— start —

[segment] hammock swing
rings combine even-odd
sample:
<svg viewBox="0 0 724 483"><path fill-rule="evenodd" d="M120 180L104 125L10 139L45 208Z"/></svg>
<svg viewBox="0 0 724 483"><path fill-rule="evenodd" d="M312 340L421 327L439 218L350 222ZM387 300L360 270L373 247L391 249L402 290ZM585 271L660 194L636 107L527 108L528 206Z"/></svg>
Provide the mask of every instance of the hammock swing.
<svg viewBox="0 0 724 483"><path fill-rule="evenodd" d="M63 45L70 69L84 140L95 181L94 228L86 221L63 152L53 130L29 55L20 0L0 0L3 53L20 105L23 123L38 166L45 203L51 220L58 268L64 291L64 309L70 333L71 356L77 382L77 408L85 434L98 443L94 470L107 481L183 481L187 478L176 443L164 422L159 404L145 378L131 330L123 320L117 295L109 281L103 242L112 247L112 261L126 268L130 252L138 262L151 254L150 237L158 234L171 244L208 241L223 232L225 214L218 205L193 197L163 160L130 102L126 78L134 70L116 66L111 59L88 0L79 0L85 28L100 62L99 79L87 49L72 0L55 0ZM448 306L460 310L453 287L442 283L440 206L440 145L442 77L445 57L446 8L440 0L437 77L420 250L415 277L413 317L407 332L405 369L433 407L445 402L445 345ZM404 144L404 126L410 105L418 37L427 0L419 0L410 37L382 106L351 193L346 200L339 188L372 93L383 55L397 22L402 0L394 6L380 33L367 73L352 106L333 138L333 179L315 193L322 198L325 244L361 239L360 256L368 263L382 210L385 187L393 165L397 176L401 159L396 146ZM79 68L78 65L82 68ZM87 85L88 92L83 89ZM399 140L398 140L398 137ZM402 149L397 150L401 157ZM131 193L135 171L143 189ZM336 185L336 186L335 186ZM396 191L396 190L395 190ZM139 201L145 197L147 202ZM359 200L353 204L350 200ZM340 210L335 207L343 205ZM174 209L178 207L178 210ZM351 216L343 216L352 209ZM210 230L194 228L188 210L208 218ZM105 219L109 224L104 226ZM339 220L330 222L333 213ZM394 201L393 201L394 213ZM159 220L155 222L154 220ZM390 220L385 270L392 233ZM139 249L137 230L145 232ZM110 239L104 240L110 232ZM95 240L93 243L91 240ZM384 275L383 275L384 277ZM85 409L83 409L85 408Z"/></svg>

— end —

[Short problem]: Render every line of the entries above as a Markdown table with the columns Row and Text. Put the row number in Row and the line itself in Text, and leave out blank lines.

[The output]:
| Row | Text |
|---|---|
| 1 | [segment] hammock swing |
| 2 | rings combine even-odd |
| 3 | sample: |
| 4 | <svg viewBox="0 0 724 483"><path fill-rule="evenodd" d="M120 180L104 125L10 139L45 208Z"/></svg> |
| 5 | <svg viewBox="0 0 724 483"><path fill-rule="evenodd" d="M312 340L421 327L439 218L350 222ZM387 300L360 270L373 247L391 249L402 290ZM585 271L660 194L636 107L527 108L528 206Z"/></svg> |
| 6 | Provide the mask of every instance of the hammock swing. |
| 7 | <svg viewBox="0 0 724 483"><path fill-rule="evenodd" d="M63 45L70 69L84 140L95 181L94 228L86 221L63 152L53 130L29 55L20 0L0 0L3 53L20 105L23 123L38 166L45 203L51 220L58 268L64 291L64 309L70 333L71 356L77 382L77 408L85 434L98 443L94 470L107 481L183 481L187 478L176 443L164 422L159 404L145 378L131 330L123 320L117 295L109 281L103 242L112 247L112 261L126 268L130 252L138 262L151 254L150 237L158 234L171 244L208 241L223 232L225 214L218 205L193 197L163 160L130 102L126 78L134 70L116 66L111 59L88 0L79 0L85 28L100 62L99 79L87 49L72 0L55 0ZM448 306L460 310L453 287L442 283L440 206L440 145L442 77L445 57L446 8L440 0L437 77L420 250L415 277L413 317L407 332L405 369L433 407L445 402L445 345ZM404 144L404 126L410 105L418 37L427 0L419 0L410 37L382 106L351 193L346 200L339 188L372 93L383 55L397 22L402 0L394 6L380 33L367 73L352 106L333 138L333 179L315 193L322 198L325 244L361 239L360 256L368 263L382 210L385 187L393 165L397 176L401 159L396 146ZM79 68L78 65L82 68ZM87 85L88 92L83 89ZM399 140L398 140L398 137ZM402 149L397 150L401 157ZM131 193L135 171L143 189ZM336 185L336 186L335 186ZM396 191L396 190L395 190ZM139 201L145 197L147 202ZM359 200L353 204L350 200ZM340 210L335 207L343 205ZM174 209L178 207L178 210ZM351 216L343 216L352 209ZM210 230L194 228L188 210L208 218ZM105 219L109 224L104 226ZM339 220L330 222L333 213ZM394 201L393 201L394 213ZM159 220L155 222L154 220ZM390 220L385 270L392 233ZM139 249L137 230L145 232ZM110 239L104 240L110 232ZM95 240L93 243L91 240ZM384 275L383 275L384 277ZM85 409L83 409L85 408Z"/></svg> |